◆ **REQUIREMENT**
Reproduce exactly the lines from the one containing "[mark] the glass" through the last line of the records below, both included, and nothing else.
** start of RECORDS FOR THIS EXERCISE **
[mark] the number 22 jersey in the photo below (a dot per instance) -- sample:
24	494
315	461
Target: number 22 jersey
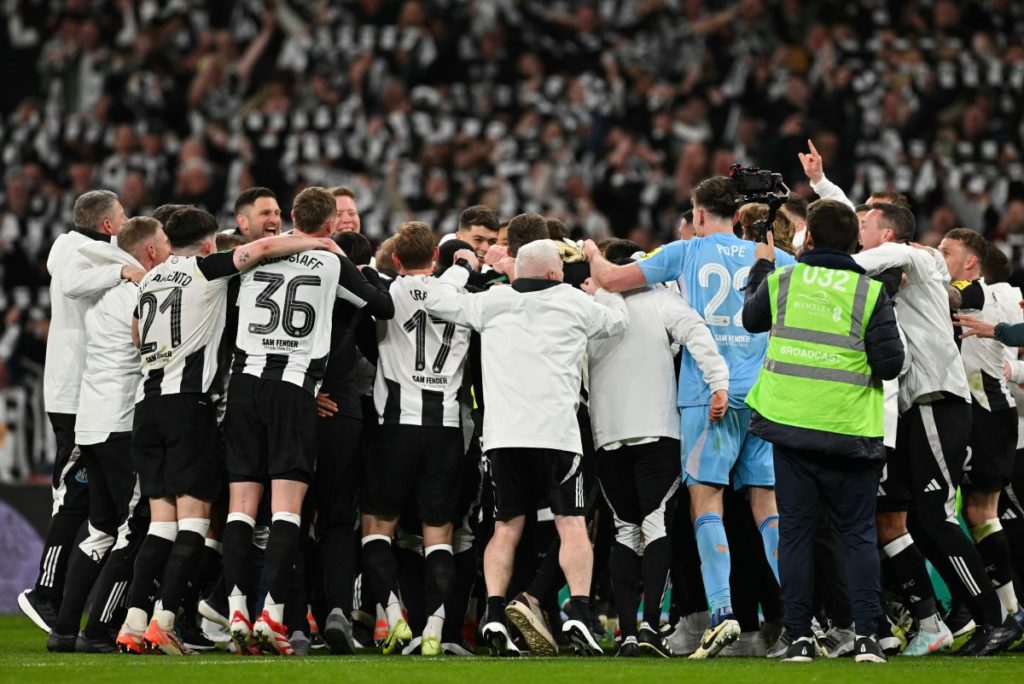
285	314
712	272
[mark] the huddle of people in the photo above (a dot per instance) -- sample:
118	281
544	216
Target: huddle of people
290	442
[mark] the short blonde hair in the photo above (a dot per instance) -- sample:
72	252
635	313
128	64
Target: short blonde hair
782	230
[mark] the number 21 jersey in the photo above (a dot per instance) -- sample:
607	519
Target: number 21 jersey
181	308
285	313
421	362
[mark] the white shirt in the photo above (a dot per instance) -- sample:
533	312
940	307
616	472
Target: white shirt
113	366
421	362
532	346
632	376
983	356
923	306
66	344
285	318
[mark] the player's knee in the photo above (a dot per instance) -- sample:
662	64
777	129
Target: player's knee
654	526
891	526
630	536
97	544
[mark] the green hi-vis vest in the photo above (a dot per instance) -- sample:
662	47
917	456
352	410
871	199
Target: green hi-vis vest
815	374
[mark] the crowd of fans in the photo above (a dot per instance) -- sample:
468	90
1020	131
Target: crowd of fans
604	113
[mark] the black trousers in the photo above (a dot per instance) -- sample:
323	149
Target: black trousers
806	484
71	509
335	493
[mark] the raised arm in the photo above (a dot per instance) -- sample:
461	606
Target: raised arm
610	276
356	288
247	256
814	170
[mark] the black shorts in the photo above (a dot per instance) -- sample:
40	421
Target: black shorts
269	430
927	465
174	446
993	445
411	460
523	477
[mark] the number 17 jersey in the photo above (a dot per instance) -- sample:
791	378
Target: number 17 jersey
712	272
421	362
285	314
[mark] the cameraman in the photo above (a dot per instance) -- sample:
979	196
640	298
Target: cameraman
818	399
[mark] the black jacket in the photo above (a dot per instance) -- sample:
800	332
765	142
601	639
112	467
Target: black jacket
882	343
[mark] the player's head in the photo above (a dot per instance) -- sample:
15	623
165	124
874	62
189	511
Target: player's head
313	212
143	238
414	248
164	212
192	231
832	224
995	266
383	256
539	259
556	228
478	226
965	252
257	213
782	228
348	216
355	246
99	211
445	254
887	223
525	228
714	205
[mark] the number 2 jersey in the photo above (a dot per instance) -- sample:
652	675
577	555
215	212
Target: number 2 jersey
712	272
181	311
419	372
285	313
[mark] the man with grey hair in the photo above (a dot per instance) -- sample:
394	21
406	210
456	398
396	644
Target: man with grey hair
530	434
102	433
75	285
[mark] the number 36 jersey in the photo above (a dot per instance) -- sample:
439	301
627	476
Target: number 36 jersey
421	362
181	310
285	313
712	272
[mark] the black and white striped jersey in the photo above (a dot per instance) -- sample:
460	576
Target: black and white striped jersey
419	372
181	311
285	312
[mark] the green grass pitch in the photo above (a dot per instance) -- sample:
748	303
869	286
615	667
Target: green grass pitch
24	658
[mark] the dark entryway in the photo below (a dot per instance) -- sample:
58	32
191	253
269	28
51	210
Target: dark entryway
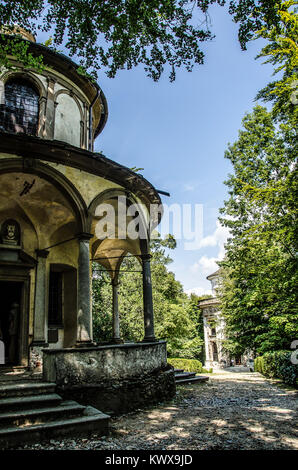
10	319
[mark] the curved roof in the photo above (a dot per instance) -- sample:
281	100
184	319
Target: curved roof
69	68
60	152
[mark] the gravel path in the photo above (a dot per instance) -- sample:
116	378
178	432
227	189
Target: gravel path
231	411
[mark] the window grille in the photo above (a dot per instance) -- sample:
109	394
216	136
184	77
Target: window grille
19	113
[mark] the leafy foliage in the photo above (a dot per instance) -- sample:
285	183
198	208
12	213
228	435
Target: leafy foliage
282	51
278	365
177	317
259	272
189	365
118	34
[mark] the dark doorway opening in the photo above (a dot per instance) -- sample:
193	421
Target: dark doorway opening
10	321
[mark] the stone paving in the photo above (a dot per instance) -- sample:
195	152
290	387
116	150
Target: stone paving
232	411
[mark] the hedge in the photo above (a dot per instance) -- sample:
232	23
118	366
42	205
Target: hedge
278	365
189	365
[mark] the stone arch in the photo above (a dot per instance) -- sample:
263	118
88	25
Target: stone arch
66	127
113	193
72	95
54	177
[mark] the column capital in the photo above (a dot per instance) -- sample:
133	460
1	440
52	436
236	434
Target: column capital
146	257
84	236
115	282
42	253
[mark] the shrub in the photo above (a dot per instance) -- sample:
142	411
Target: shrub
189	365
278	365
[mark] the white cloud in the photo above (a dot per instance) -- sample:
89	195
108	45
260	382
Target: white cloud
207	265
189	187
218	238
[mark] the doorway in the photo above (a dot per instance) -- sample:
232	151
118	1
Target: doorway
10	319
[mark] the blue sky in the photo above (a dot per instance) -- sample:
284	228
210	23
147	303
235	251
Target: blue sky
178	133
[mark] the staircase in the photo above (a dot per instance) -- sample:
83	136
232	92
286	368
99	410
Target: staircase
182	377
31	411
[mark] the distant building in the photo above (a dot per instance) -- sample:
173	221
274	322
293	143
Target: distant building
214	330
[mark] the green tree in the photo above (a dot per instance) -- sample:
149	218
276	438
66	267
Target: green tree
282	51
117	34
258	291
176	318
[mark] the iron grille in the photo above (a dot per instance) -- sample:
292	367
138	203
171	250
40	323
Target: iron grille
20	112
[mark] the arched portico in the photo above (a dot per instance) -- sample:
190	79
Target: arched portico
110	249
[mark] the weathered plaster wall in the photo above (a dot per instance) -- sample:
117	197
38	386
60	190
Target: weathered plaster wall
64	107
67	120
87	184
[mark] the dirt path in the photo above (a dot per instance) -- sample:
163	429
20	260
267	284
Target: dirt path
231	411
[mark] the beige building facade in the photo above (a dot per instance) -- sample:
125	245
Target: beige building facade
52	185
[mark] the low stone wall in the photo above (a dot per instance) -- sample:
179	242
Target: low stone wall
115	378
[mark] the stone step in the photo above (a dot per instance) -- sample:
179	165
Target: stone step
201	378
92	421
30	401
28	417
183	375
21	389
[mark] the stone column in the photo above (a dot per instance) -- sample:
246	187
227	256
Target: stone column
84	332
147	298
40	307
116	323
206	338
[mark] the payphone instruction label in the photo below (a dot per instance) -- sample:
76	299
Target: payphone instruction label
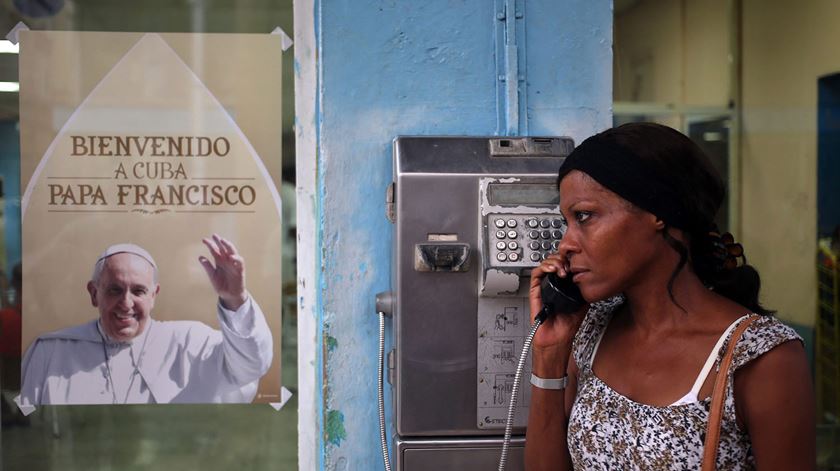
502	327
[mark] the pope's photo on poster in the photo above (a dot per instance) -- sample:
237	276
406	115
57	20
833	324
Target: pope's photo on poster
121	351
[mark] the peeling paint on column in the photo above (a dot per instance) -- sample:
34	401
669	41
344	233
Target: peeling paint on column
393	68
334	430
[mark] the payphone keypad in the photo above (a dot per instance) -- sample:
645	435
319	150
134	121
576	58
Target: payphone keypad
523	240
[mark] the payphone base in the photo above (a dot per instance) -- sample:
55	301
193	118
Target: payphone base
478	454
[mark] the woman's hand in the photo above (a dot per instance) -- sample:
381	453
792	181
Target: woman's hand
553	341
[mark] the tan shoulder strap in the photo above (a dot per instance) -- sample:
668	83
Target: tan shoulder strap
716	413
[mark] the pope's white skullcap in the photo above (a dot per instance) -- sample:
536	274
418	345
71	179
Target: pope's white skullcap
127	248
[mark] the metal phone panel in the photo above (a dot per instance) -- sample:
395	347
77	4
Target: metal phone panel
458	455
437	320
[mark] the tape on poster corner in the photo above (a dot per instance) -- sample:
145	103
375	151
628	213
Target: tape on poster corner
24	409
285	395
285	41
13	34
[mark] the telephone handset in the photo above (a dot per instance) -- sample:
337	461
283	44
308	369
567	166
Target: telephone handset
559	295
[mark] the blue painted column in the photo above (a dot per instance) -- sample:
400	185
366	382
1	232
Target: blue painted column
367	71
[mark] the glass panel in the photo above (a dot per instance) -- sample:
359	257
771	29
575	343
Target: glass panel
213	437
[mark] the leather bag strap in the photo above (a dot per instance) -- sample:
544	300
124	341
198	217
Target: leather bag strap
716	413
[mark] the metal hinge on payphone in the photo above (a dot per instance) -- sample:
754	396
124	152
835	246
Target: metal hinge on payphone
472	216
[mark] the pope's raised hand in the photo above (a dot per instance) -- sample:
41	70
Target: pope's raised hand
226	272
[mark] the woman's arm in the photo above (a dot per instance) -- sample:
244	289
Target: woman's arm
548	418
545	440
774	401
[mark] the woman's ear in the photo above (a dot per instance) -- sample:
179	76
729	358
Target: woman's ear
659	224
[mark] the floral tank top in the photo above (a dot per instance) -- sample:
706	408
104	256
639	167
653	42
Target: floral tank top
** end of RECORDS FOR THIS EXERCISE **
◆ **ANSWER TO THE EXERCISE**
[mark] the glass panel in the photo above (a dot per instance) -- sample:
359	257
771	29
575	343
Target: glass panel
213	437
[mark] the leather bag strap in the photo above (a dot per instance) -- sample:
544	300
124	341
198	217
Target: leather bag strap
716	413
[mark] the metal hinge on payphone in the photo above (a dot per instance) -- sample:
754	396
124	152
835	246
Target: metal hinge on payphone
472	216
[mark] the pope's raised hand in the photo above (a dot per instance) -- sample:
41	70
Target: pope's raised hand
226	272
[mark] the woman's arm in the photo above (a dot per instance) -- sample:
244	289
Target: woman's arm
548	418
545	440
774	401
[mark] the woman's ear in the photo above (a dot per instance) -- sample:
179	76
729	358
Target: woman's ear
659	224
[mark] the floral tank top in the photo above (a dot per instance) -- sample:
706	408
104	256
639	167
653	42
Target: floral tank top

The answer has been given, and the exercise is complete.